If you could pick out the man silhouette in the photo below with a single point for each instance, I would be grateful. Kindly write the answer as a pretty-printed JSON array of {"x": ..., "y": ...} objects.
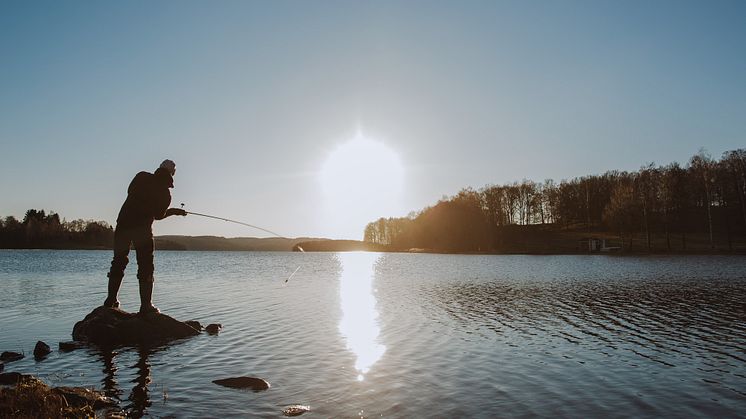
[{"x": 148, "y": 198}]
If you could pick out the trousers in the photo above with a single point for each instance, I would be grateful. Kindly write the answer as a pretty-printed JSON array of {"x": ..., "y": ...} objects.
[{"x": 142, "y": 239}]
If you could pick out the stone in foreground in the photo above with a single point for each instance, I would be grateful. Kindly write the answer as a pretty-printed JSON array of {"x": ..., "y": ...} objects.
[
  {"x": 41, "y": 350},
  {"x": 79, "y": 396},
  {"x": 296, "y": 410},
  {"x": 8, "y": 356},
  {"x": 214, "y": 328},
  {"x": 112, "y": 326},
  {"x": 253, "y": 383}
]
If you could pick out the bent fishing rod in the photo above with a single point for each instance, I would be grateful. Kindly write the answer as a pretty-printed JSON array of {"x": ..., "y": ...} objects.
[{"x": 252, "y": 226}]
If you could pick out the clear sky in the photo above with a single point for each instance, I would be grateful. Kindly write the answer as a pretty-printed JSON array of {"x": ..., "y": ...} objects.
[{"x": 251, "y": 98}]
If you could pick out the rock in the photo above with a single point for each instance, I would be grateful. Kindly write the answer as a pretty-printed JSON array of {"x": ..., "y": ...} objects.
[
  {"x": 14, "y": 378},
  {"x": 70, "y": 346},
  {"x": 195, "y": 324},
  {"x": 112, "y": 326},
  {"x": 296, "y": 410},
  {"x": 253, "y": 383},
  {"x": 80, "y": 396},
  {"x": 10, "y": 356},
  {"x": 214, "y": 328},
  {"x": 41, "y": 350}
]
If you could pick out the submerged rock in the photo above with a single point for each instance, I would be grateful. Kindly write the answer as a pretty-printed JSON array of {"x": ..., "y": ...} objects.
[
  {"x": 10, "y": 356},
  {"x": 195, "y": 324},
  {"x": 112, "y": 326},
  {"x": 70, "y": 346},
  {"x": 14, "y": 378},
  {"x": 41, "y": 350},
  {"x": 214, "y": 328},
  {"x": 253, "y": 383},
  {"x": 79, "y": 396},
  {"x": 296, "y": 410}
]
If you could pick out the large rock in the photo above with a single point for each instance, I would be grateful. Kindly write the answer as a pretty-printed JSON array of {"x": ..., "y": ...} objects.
[
  {"x": 253, "y": 383},
  {"x": 112, "y": 326}
]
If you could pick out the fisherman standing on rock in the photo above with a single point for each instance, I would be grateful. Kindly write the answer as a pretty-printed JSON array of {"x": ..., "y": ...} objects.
[{"x": 148, "y": 198}]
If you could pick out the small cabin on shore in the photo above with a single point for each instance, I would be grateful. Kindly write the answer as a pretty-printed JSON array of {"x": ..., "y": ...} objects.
[{"x": 595, "y": 245}]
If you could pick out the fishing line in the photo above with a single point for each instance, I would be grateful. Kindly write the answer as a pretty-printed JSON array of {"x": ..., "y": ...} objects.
[{"x": 252, "y": 226}]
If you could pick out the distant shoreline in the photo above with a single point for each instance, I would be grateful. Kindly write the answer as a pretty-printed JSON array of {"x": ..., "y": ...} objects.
[{"x": 252, "y": 244}]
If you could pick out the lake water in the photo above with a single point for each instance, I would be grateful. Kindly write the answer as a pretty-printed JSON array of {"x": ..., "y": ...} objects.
• • • • •
Instructions to follow>
Give the records again exactly, minus the pictures.

Exercise response>
If you could pick out the man silhouette in the photo below with a single point for each instance, I would be grateful. Kindly write the answer as a pretty-printed JSON array of {"x": ..., "y": ...} objects.
[{"x": 148, "y": 198}]
If you could pick out the trousers in the photo above with a single point for each instance, I would be grateful. Kindly write the answer as a pretty-printed JSON array of {"x": ..., "y": ...} objects.
[{"x": 142, "y": 239}]
If you could pick out the stone in foreground in the photo above with a single point for each instance, I would be grateful. Kindly write the answer as a pretty-printed JSON array of {"x": ..., "y": ...} objects.
[
  {"x": 41, "y": 350},
  {"x": 79, "y": 396},
  {"x": 296, "y": 410},
  {"x": 8, "y": 356},
  {"x": 214, "y": 328},
  {"x": 112, "y": 326},
  {"x": 253, "y": 383}
]
If you could pick out the bent fishing rod in the photo above with a single point for each instance, I would be grateful. Kindly write the answer as a pretty-printed JSON array of {"x": ..., "y": ...} objects.
[{"x": 252, "y": 226}]
If you could pick out the clear sky in the photo above with a single point for each instance, I would be grateful. Kindly write the answer as a pretty-printed JSON array of {"x": ..., "y": ...} objects.
[{"x": 251, "y": 98}]
If you could pick out the rock in the photo above with a single point for each instance, I would be grateful. Kindly write the answer as a pretty-printed JSON array of {"x": ..., "y": ...} objects.
[
  {"x": 14, "y": 378},
  {"x": 70, "y": 346},
  {"x": 195, "y": 324},
  {"x": 112, "y": 326},
  {"x": 296, "y": 410},
  {"x": 253, "y": 383},
  {"x": 80, "y": 396},
  {"x": 10, "y": 356},
  {"x": 214, "y": 328},
  {"x": 41, "y": 350}
]
If you could pick out the submerged rock in the photo above with a single point for each instance, I would be grateful. Kindly write the answer as a pretty-printed JSON array of {"x": ..., "y": ...} objects.
[
  {"x": 10, "y": 356},
  {"x": 195, "y": 324},
  {"x": 112, "y": 326},
  {"x": 70, "y": 346},
  {"x": 14, "y": 378},
  {"x": 41, "y": 350},
  {"x": 214, "y": 328},
  {"x": 253, "y": 383},
  {"x": 79, "y": 396},
  {"x": 296, "y": 410}
]
If you could pick out the large rock in the photo above with a single point for each instance, I would be grateful. Kindly write the answer as a pretty-printed JSON array of {"x": ..., "y": ...} objects.
[
  {"x": 253, "y": 383},
  {"x": 112, "y": 326}
]
If you could pick out the fisherman standing on rock in the photo above with a single point for each instance, I would be grateful. Kindly write the answer as a pretty-printed JSON array of {"x": ..., "y": ...} objects.
[{"x": 148, "y": 198}]
If you could pick out the small cabin on shore in the photo above with a single point for each instance, I would be grateful. Kindly write the answer as a pretty-printed JSON array of {"x": ..., "y": ...} objects.
[{"x": 595, "y": 245}]
If you could pick out the fishing line in the photo above with a single point for each instance, I would be grateful. Kindly write the answer as a pretty-printed JSON array of {"x": ..., "y": ...} objects.
[{"x": 252, "y": 226}]
If you could pick out the distant shoreline in the photo above with a single point for each instance, I would be grateful. Kindly write the answer as a pretty-printed JSON array of {"x": ..., "y": ...} objects.
[{"x": 252, "y": 244}]
If you could pick out the lake water in the photo above with a single point for each instance, I would be grateful. Kindly write the answer as a pretty-printed JSON array of {"x": ..., "y": ...} objects.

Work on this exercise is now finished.